EXERCISE AIM
Reproduce the records below line for line, leaving out the pictures.

·····

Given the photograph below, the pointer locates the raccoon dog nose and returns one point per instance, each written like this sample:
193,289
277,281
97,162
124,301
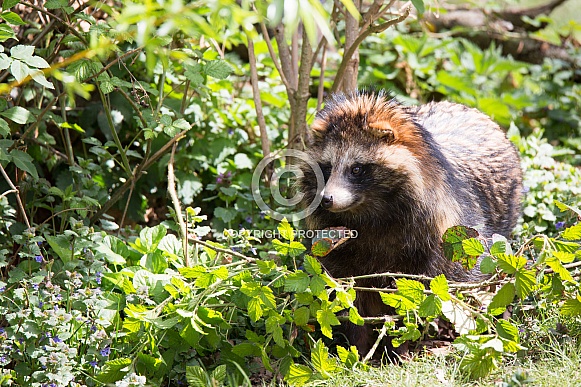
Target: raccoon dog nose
327,201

·····

RESPONSE
Given the photograph below, the pointer locates the raccoon dog nose and returns one point per instance, each written like this sample:
193,289
277,281
97,162
124,301
Target: raccoon dog nose
327,201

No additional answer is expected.